*TASK TO CARRY OUT*. Repeat each entry in the data, exactly.
##### SOURCE MATERIAL #####
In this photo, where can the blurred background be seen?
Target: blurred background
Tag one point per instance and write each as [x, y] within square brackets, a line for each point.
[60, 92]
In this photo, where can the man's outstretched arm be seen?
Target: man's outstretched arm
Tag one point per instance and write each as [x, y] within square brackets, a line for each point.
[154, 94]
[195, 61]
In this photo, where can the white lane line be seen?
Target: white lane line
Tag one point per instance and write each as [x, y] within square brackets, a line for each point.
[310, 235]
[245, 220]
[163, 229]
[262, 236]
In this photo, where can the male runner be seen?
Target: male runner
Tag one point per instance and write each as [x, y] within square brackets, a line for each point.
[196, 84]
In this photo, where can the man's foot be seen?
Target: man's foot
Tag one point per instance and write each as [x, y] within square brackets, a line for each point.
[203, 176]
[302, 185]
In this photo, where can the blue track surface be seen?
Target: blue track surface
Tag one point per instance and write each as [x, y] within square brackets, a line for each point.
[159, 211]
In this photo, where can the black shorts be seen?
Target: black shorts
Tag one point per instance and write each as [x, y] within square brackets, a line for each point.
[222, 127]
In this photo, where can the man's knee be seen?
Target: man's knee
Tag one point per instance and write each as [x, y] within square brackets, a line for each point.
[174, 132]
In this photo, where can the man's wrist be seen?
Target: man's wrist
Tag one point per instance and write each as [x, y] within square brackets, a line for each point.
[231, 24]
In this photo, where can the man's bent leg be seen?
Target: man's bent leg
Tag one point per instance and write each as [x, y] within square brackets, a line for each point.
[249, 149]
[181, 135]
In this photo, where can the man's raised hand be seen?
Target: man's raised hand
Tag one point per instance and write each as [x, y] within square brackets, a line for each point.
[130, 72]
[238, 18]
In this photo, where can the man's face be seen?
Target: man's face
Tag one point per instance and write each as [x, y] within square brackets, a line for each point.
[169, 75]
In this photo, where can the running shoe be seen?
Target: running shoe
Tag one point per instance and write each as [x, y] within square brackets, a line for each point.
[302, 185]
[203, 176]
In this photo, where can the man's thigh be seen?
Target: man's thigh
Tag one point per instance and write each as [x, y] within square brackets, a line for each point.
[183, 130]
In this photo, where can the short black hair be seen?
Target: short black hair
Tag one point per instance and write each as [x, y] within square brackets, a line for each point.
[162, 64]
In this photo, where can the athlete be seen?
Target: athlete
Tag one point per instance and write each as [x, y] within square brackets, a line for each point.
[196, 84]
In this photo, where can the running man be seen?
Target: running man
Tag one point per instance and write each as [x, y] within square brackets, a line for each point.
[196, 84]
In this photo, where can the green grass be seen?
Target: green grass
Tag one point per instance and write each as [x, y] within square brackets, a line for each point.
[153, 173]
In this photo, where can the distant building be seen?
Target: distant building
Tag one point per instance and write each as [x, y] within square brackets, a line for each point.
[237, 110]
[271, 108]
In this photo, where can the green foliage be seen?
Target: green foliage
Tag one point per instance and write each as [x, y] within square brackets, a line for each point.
#####
*TASK ANSWER*.
In this photo, where can the blurred background be seen?
Target: blurred background
Tag one point per instance and write each as [x, y] within square brackets, a line for each point.
[60, 92]
In this photo, where can the man's outstretched arm be seen?
Target: man's outstretched arm
Tag one point per instance and write each as [x, y] within square brackets, a line for each point.
[154, 94]
[195, 61]
In this photo, where can the white lane line be seen?
Target: white lane line
Tag one point per instance and write each as [x, y] within square brackets, a line for each point.
[310, 235]
[245, 220]
[163, 229]
[262, 236]
In this photo, where can the male runner be seen?
Target: male runner
Tag one point per instance and write each as [x, y] within square brackets, a line for each point.
[196, 84]
In this photo, where can the man's foot be seen?
Target: man's foot
Tag one point per instance and write each as [x, y] within square brackets, a line for each point.
[203, 176]
[302, 185]
In this photo, where can the blue track surface be seen?
Target: blue track surface
Tag one point per instance and write each as [x, y] within square brackets, a line for each point.
[159, 211]
In this photo, where can the black shorts be seen?
Target: black shorts
Tag one point per instance and write each as [x, y] within square brackets, a line for each point.
[222, 127]
In this photo, where can the man's knee be seen?
Target: man's knee
Tag one point per instance and write each as [x, y] within square brackets, a line for each point.
[174, 132]
In this photo, where can the man's wrist be seen?
Target: man's wrist
Tag one point per instance and write each as [x, y] within square brackets, a line for each point.
[231, 24]
In this photo, where can the man's bent leg be seen?
Target: man's bent leg
Tag one point per instance and write each as [x, y] within square brackets, a line for each point.
[249, 149]
[181, 135]
In this photo, where can the man's raised hand be seen?
Target: man's raised hand
Tag one point per instance and write each as [x, y] within square brackets, a line for each point.
[130, 72]
[238, 18]
In this photo, where can the man's face be seen?
Target: man's face
Tag one point per instance and write each as [x, y] within square brackets, a line for each point.
[169, 75]
In this photo, where can the running shoe be seen?
Target: running shoe
Tag one point per instance and write each as [x, y] within square brackets, a line for each point.
[302, 185]
[203, 176]
In this photo, where can the man's thigh be seen?
Target: man's thigh
Tag one point per instance and write each as [x, y] within square brackets, a line for each point.
[183, 130]
In this photo, where can the short black hair be seen?
Target: short black hair
Tag one point per instance and write each as [x, y] within square brackets, a line for each point.
[162, 64]
In this photo, where can the athlete be seen?
Target: athlete
Tag one point per instance and write each as [x, y] within square brackets, a line for each point.
[196, 84]
In this photo, where can the running man be seen?
Target: running man
Tag one point per instance and write each as [x, y] within square brackets, a line for each point.
[196, 84]
In this photo, where can the green grass be seen?
Target: green grass
Tag one point per instance and write each as [x, y] within square brackets, a line for each point.
[153, 173]
In this photo, where can the distant building be seen?
Target: distant building
Tag one point per instance and write each as [x, y] within square brackets, a line for each point.
[237, 110]
[271, 108]
In this photo, where can the green foliage be seen?
Target: green foliage
Tag one point per instance and write each as [x, y] within square brackets, a line for each point.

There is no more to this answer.